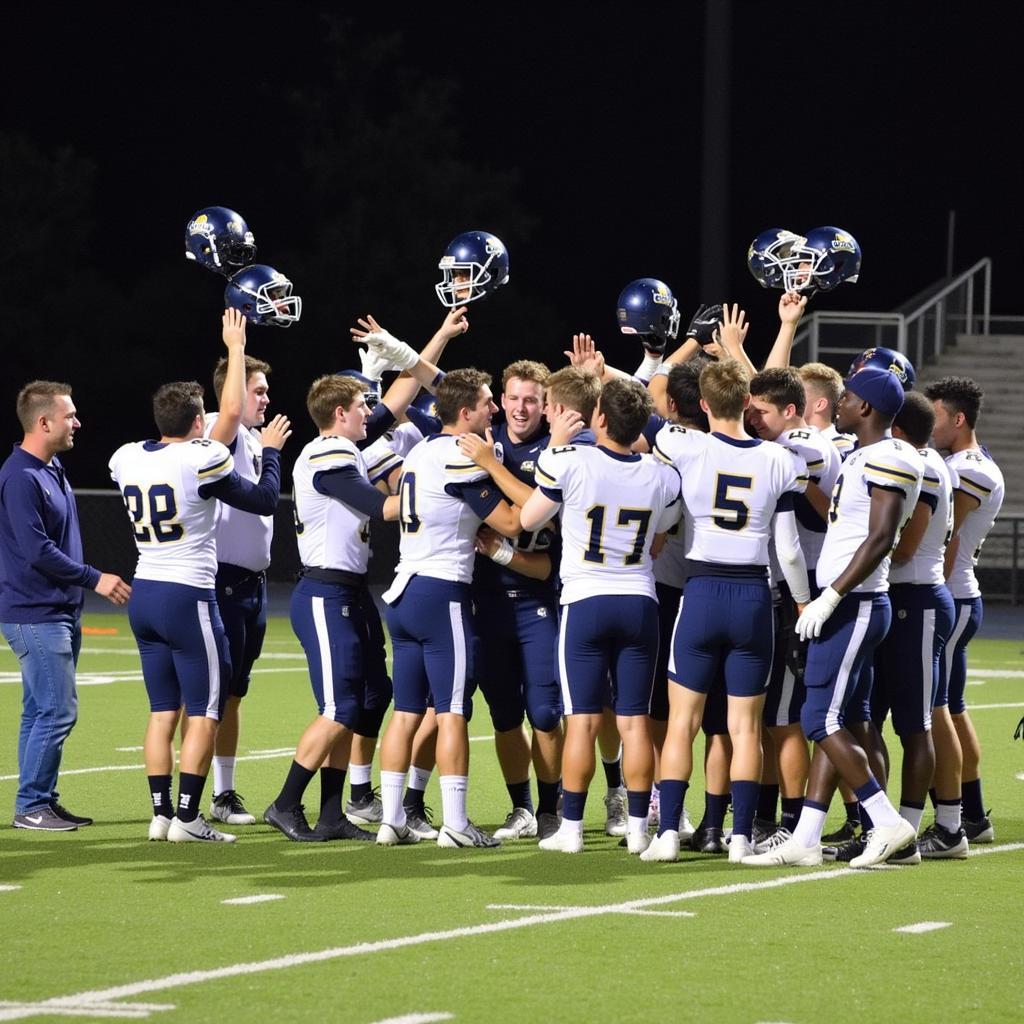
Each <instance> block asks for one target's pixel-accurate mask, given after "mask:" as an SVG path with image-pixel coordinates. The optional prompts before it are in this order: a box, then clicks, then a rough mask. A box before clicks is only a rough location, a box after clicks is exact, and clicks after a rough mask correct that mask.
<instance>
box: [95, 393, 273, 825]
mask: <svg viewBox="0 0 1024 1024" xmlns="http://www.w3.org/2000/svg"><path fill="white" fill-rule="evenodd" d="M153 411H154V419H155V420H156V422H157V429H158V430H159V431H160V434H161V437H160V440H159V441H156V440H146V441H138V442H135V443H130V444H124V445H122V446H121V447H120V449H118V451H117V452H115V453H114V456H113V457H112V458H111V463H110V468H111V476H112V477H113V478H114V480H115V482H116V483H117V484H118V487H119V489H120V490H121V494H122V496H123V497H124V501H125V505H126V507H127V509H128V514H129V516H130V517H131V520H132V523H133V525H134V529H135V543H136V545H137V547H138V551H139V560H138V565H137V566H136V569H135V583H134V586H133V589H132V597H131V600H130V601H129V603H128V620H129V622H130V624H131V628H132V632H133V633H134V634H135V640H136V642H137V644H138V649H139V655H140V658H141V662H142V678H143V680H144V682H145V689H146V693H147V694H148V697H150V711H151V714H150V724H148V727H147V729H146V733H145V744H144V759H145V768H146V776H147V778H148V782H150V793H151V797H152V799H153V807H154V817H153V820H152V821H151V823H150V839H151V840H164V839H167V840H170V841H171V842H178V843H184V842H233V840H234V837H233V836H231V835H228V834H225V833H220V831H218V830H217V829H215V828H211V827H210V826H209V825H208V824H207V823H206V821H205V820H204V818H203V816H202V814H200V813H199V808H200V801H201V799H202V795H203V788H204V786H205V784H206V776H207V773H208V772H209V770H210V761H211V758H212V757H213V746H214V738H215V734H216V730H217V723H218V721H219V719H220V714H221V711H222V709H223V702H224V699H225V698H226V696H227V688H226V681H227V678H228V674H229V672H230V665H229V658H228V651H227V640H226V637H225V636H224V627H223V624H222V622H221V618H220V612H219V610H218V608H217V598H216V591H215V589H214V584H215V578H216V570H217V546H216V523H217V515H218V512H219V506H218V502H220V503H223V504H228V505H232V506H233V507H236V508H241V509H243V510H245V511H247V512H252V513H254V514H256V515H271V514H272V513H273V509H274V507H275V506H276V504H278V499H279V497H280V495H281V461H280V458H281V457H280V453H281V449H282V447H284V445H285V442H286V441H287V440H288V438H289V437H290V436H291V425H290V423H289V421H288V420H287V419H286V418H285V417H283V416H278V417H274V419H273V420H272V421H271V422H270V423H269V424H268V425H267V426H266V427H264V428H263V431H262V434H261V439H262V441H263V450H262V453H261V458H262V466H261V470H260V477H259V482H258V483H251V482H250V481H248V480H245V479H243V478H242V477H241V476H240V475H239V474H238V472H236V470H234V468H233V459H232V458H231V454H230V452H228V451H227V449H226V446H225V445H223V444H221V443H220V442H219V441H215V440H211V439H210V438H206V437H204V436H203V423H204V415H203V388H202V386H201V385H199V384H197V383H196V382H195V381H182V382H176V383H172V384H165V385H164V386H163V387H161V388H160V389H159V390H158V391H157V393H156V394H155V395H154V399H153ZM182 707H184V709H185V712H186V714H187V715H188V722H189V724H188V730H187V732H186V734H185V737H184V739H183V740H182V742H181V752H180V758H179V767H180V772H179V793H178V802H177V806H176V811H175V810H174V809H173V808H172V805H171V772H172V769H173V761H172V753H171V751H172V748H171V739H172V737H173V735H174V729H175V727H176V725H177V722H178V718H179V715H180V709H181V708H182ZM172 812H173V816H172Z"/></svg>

* * *

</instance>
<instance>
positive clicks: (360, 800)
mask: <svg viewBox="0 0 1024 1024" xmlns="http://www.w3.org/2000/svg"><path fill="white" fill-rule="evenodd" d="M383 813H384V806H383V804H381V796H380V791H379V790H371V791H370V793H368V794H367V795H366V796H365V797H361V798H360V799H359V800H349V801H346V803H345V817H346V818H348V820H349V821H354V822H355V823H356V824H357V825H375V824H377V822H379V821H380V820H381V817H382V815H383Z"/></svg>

--

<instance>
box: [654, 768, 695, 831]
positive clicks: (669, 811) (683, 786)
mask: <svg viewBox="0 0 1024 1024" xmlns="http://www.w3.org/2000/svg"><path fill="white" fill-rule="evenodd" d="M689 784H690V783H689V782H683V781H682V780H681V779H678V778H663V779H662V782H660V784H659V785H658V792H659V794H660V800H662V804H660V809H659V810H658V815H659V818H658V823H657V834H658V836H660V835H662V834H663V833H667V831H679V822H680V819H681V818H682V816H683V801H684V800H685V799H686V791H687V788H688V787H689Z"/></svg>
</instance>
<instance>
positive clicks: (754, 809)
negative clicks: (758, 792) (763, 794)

Brief: Show each line of the listing above that contains the word "positive", matching its case exactly.

Final answer:
positive clicks: (360, 800)
positive clicks: (669, 811) (683, 786)
positive clicks: (754, 809)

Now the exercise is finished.